> **Try it**: Every entry should be transcribed word for word, so that nothing is missing.

> **Dataset entries**:
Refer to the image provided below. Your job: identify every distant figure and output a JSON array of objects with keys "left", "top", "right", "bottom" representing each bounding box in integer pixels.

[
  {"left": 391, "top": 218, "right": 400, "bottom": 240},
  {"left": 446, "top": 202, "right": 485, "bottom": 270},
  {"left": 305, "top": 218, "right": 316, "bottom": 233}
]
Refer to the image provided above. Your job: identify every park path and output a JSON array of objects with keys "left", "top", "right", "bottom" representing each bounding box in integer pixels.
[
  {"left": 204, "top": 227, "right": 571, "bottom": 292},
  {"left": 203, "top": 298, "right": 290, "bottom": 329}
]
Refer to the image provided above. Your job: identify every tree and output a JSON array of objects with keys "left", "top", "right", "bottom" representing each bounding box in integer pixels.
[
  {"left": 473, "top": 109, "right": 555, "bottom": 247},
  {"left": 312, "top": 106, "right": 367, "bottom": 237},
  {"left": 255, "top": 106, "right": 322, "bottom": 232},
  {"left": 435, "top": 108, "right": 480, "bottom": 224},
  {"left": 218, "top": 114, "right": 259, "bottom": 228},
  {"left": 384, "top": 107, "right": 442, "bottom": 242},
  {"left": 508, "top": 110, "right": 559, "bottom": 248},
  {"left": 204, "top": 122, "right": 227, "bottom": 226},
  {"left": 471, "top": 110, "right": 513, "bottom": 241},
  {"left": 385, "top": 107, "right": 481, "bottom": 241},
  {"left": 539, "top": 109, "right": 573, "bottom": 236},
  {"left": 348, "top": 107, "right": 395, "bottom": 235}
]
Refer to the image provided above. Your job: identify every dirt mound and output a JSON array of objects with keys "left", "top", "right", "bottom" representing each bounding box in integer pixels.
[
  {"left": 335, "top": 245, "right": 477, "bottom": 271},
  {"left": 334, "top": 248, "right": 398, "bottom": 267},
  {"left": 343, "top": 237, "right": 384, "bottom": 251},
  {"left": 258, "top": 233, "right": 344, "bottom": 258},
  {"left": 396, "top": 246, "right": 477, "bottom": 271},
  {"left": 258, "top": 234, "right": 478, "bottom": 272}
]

> **Output for this task**:
Refer to the image provided below. Your job: identify every distant figure and output a JSON array of objects with keys "left", "top", "right", "bottom" representing each bounding box in integer pixels.

[
  {"left": 391, "top": 218, "right": 400, "bottom": 240},
  {"left": 446, "top": 202, "right": 485, "bottom": 270},
  {"left": 305, "top": 218, "right": 316, "bottom": 233}
]
Refer to the image provided above. Your job: identify every park path and output a JSON array of objects with keys "left", "top", "right", "bottom" representing each bounding box in integer pixels.
[
  {"left": 204, "top": 227, "right": 571, "bottom": 292},
  {"left": 203, "top": 298, "right": 290, "bottom": 329}
]
Refer to the image provided above. Your job: identify every tree and output a JSON array of objects with keys "left", "top", "right", "bottom" representing each bounding box in integer pixels.
[
  {"left": 473, "top": 109, "right": 555, "bottom": 247},
  {"left": 312, "top": 106, "right": 367, "bottom": 237},
  {"left": 255, "top": 106, "right": 322, "bottom": 232},
  {"left": 435, "top": 108, "right": 480, "bottom": 224},
  {"left": 218, "top": 114, "right": 259, "bottom": 228},
  {"left": 384, "top": 107, "right": 442, "bottom": 242},
  {"left": 508, "top": 110, "right": 559, "bottom": 248},
  {"left": 204, "top": 122, "right": 227, "bottom": 226},
  {"left": 471, "top": 110, "right": 513, "bottom": 241},
  {"left": 385, "top": 107, "right": 481, "bottom": 241},
  {"left": 539, "top": 109, "right": 573, "bottom": 236},
  {"left": 348, "top": 107, "right": 395, "bottom": 235}
]
Refer to the image provided above. Your job: identify every dirt mound and output a JSON array of objects with keys "left", "top", "right", "bottom" representing each bounding box in integer pixels.
[
  {"left": 335, "top": 245, "right": 477, "bottom": 271},
  {"left": 334, "top": 248, "right": 398, "bottom": 267},
  {"left": 343, "top": 237, "right": 384, "bottom": 251},
  {"left": 258, "top": 233, "right": 344, "bottom": 258},
  {"left": 396, "top": 246, "right": 477, "bottom": 271},
  {"left": 258, "top": 234, "right": 478, "bottom": 272}
]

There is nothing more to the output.